▶ _Directions for this task_:
Set down again exactly the lines of the listing below that fall between the line holding "If you could tag each instance of the sky" and the line holding "If you could tag each instance of the snow-covered", inclusive.

▶ _Data in this exercise_:
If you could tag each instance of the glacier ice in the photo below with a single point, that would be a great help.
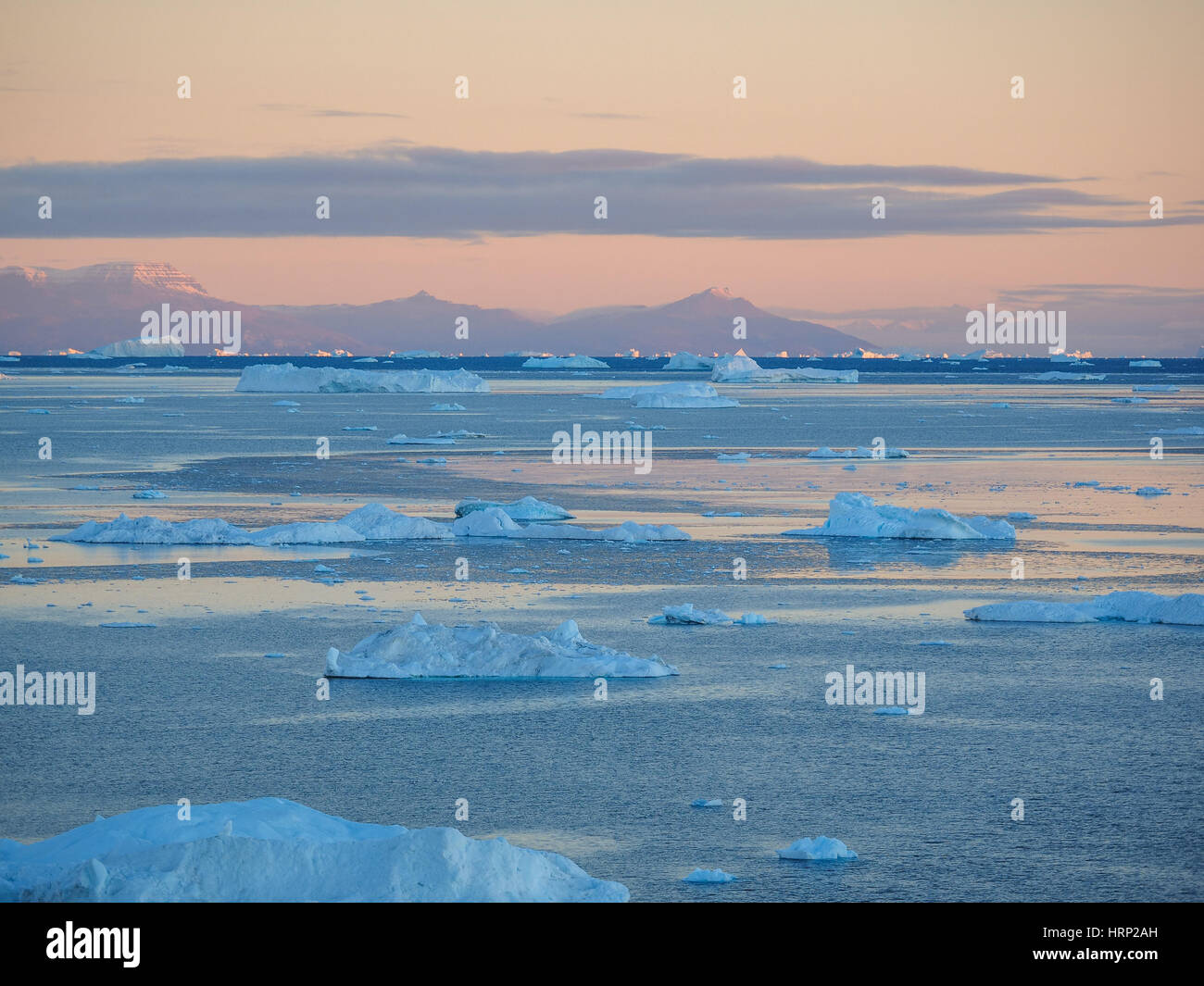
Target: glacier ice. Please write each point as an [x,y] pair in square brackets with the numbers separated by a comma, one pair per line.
[421,650]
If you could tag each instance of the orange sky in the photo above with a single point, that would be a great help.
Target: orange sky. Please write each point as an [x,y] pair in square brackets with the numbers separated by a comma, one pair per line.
[1112,92]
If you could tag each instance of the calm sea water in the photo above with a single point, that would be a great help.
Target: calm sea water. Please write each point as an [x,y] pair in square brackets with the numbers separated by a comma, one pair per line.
[1059,717]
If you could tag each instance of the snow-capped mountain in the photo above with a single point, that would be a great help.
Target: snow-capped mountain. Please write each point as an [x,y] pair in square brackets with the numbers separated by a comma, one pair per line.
[46,309]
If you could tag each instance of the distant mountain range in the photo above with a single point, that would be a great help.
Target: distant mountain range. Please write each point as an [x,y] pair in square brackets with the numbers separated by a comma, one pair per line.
[44,309]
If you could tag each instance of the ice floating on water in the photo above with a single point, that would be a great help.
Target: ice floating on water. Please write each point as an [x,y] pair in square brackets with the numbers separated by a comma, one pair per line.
[1056,375]
[672,395]
[528,508]
[861,452]
[420,650]
[287,378]
[493,521]
[689,361]
[820,848]
[746,369]
[271,849]
[851,514]
[1115,607]
[686,616]
[565,363]
[709,877]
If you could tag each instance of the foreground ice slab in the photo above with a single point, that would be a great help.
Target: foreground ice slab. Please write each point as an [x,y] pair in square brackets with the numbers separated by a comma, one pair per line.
[271,849]
[528,508]
[856,516]
[746,369]
[287,378]
[1115,607]
[420,650]
[820,848]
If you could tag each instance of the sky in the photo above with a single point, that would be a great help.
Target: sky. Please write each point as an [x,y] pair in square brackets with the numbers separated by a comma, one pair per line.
[490,199]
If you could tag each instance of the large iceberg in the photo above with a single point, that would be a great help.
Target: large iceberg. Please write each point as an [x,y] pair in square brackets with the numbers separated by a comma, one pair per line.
[277,850]
[746,369]
[136,347]
[1115,607]
[528,508]
[565,363]
[420,650]
[675,395]
[287,378]
[853,514]
[494,521]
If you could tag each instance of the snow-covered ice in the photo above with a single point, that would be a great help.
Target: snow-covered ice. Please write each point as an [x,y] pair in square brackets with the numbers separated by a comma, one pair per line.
[820,848]
[528,508]
[420,650]
[287,378]
[1116,607]
[851,514]
[277,850]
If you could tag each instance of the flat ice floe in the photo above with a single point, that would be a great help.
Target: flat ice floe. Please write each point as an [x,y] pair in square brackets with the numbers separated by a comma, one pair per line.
[271,849]
[565,363]
[528,508]
[689,361]
[861,452]
[851,514]
[493,521]
[420,650]
[287,378]
[709,877]
[746,369]
[672,395]
[820,848]
[1115,607]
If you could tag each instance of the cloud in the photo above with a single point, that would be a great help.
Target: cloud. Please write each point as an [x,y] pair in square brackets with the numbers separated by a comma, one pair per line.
[400,189]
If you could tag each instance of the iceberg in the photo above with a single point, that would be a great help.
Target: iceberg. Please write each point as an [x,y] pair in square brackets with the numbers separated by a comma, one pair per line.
[565,363]
[709,877]
[861,452]
[686,616]
[1116,607]
[136,347]
[528,508]
[672,395]
[494,521]
[820,848]
[746,369]
[853,514]
[420,650]
[277,850]
[287,378]
[689,361]
[1056,375]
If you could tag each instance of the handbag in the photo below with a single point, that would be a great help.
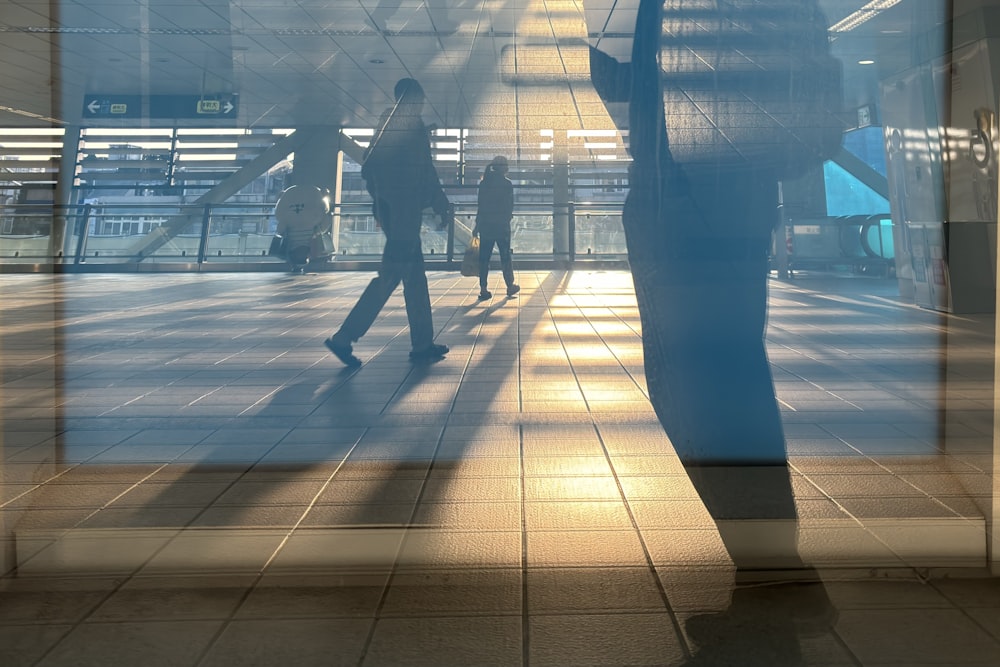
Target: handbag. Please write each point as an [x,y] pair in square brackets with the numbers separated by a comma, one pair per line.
[470,261]
[277,248]
[321,245]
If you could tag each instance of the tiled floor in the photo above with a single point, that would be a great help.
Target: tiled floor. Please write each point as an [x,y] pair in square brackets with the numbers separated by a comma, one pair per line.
[190,479]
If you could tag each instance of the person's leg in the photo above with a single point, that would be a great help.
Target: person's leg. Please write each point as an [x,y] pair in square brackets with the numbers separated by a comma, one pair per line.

▶ _Solution for this problem_:
If you could tag each instance of the sky in the photo above with a single point, that would be a great help.
Target: sky. Please write each point as an [x,y] pair in square brackets with the numbers separated by a comma, one pair per line.
[490,199]
If you could tag each instance of the large iceberg in the photo above with a single point, that would be a great help.
Target: large iceberg. Please write each point as an [x,y] pair in square brackets with the numbers separated by a comma, one pair per line.
[277,850]
[746,369]
[136,347]
[1115,607]
[528,508]
[565,363]
[420,650]
[675,395]
[287,378]
[853,514]
[494,521]
If you could tag each instance of the snow-covered ice in the photo above with a single point, that would be a great help.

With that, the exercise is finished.